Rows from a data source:
▼

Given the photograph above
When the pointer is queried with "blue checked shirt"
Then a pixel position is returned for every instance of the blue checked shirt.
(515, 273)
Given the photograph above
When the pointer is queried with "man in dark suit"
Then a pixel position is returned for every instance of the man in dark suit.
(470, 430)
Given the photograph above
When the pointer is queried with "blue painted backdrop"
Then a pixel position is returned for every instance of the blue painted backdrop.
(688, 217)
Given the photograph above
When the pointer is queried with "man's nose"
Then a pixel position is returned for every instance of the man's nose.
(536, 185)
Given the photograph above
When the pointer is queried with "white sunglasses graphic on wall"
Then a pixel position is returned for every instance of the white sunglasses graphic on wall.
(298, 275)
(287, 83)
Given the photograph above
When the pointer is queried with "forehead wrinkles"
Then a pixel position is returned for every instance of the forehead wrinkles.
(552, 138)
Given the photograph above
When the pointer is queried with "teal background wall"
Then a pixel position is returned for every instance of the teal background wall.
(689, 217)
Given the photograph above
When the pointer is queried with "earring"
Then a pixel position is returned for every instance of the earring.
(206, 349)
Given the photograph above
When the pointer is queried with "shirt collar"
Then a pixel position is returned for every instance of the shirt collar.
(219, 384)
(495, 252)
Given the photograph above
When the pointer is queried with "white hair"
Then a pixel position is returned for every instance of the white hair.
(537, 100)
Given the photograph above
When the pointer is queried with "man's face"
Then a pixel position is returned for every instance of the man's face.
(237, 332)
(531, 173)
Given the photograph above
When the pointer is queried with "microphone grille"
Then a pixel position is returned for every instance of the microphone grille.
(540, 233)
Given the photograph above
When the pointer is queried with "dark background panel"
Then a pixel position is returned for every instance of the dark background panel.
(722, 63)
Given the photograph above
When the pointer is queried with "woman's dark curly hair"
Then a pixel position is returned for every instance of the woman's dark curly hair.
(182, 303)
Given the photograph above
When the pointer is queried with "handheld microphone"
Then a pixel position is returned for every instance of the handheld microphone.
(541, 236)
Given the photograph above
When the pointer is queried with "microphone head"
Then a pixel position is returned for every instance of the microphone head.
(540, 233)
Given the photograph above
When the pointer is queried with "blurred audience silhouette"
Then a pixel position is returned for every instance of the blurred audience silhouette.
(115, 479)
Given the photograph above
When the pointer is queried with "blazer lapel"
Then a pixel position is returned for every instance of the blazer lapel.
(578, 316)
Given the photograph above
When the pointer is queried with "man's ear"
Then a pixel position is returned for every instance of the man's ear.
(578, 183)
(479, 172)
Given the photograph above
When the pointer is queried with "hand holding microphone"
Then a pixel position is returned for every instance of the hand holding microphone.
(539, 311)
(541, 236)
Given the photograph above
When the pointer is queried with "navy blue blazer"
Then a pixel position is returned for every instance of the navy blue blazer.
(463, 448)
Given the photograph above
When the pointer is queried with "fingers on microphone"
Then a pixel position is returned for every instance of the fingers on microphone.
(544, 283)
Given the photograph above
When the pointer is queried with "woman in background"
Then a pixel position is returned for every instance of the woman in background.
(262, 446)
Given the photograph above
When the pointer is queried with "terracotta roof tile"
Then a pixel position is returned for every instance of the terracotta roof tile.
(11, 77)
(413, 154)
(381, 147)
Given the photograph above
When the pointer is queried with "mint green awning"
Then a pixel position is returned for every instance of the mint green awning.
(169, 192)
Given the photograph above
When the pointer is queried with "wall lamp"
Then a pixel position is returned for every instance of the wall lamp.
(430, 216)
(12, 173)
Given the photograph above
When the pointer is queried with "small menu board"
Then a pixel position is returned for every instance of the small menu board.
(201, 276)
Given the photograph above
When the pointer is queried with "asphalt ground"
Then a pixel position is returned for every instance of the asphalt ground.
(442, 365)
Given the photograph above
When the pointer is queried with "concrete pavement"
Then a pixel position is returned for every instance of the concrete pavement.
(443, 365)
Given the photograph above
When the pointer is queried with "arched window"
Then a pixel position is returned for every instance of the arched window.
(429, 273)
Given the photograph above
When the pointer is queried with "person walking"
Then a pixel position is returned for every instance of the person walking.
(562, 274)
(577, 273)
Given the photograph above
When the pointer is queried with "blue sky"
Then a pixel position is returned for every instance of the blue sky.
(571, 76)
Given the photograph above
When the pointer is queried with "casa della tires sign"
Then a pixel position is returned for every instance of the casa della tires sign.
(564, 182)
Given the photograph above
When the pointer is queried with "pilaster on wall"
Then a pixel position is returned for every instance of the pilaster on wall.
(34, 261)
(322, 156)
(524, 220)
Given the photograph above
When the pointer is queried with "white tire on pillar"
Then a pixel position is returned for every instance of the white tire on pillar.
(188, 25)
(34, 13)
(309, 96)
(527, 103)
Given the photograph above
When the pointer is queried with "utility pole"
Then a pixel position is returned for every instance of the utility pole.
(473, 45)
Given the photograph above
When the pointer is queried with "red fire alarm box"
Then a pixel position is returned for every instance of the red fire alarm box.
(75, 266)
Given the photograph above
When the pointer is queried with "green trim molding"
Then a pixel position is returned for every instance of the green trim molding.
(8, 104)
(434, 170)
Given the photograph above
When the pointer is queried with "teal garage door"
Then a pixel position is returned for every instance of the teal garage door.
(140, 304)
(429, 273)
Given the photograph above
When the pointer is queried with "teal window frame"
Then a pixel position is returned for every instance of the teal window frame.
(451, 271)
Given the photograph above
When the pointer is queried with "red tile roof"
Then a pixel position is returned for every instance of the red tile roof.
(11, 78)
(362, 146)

▲

Task instructions: Count the lines in the rows above that contain the string "casa". What is the total? Reply with the number alone.

Result of the exercise: 2